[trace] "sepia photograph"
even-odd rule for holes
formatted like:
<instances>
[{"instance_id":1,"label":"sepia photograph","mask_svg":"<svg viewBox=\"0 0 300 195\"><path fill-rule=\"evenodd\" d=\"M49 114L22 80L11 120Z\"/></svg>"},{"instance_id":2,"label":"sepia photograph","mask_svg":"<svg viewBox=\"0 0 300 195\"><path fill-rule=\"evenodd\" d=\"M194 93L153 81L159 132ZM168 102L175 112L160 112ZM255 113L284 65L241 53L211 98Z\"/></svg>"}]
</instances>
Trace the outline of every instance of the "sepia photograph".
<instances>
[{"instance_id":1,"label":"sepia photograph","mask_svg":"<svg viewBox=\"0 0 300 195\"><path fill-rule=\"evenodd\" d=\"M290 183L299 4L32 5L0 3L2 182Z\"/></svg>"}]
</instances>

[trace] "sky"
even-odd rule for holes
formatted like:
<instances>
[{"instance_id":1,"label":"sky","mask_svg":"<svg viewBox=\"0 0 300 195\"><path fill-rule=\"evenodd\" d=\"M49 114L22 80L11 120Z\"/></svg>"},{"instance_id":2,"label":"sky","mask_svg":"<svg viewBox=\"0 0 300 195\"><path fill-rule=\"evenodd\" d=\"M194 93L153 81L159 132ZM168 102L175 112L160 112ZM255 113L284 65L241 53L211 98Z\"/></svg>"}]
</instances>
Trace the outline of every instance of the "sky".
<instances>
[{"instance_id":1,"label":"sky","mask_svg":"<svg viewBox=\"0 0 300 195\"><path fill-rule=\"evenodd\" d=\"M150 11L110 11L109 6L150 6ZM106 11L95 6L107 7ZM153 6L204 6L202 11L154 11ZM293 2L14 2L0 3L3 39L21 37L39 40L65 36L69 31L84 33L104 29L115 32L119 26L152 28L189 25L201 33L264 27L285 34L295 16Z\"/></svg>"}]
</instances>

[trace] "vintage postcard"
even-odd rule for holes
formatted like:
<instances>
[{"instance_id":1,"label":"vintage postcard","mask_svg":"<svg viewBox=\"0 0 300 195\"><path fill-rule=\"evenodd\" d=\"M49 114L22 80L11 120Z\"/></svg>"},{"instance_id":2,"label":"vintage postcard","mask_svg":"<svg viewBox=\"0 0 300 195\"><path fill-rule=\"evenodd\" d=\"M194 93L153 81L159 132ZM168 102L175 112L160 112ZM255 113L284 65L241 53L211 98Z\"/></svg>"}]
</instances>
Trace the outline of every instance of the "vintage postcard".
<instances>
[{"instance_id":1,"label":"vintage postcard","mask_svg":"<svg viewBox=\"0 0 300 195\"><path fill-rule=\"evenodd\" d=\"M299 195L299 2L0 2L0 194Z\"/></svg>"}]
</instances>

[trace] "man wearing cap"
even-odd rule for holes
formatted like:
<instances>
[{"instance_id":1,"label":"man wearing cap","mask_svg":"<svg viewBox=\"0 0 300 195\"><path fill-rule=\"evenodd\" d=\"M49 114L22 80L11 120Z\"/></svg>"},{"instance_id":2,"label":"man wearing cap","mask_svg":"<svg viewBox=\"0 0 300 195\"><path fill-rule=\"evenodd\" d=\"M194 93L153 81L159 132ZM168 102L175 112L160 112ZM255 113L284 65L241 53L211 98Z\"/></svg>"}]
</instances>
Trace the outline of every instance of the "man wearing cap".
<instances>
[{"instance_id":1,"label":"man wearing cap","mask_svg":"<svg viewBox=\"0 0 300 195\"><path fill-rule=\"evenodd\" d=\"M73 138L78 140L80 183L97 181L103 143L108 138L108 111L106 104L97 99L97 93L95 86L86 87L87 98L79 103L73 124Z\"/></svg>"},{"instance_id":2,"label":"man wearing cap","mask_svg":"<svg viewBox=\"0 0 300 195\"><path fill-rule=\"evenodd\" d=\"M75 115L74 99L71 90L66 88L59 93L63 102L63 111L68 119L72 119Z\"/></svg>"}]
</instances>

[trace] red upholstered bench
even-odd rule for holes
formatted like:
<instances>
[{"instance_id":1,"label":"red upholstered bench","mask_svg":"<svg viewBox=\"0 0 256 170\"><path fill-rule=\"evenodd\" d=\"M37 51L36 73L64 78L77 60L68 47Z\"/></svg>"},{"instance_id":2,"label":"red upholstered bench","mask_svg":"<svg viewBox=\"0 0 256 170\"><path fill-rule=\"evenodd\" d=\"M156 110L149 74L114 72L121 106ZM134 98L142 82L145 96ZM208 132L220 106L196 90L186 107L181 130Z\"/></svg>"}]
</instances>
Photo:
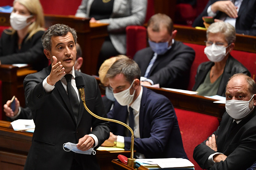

Direction:
Find each line in the material above that contains the string "outline" and copy every such line in full.

Exercise answer:
Trace the outline of every instance of the "sepia photograph".
Trace the outline of every instance of the "sky".
Trace the outline of every instance of the "vintage postcard".
Trace the outline of every instance of the "man wearing cap".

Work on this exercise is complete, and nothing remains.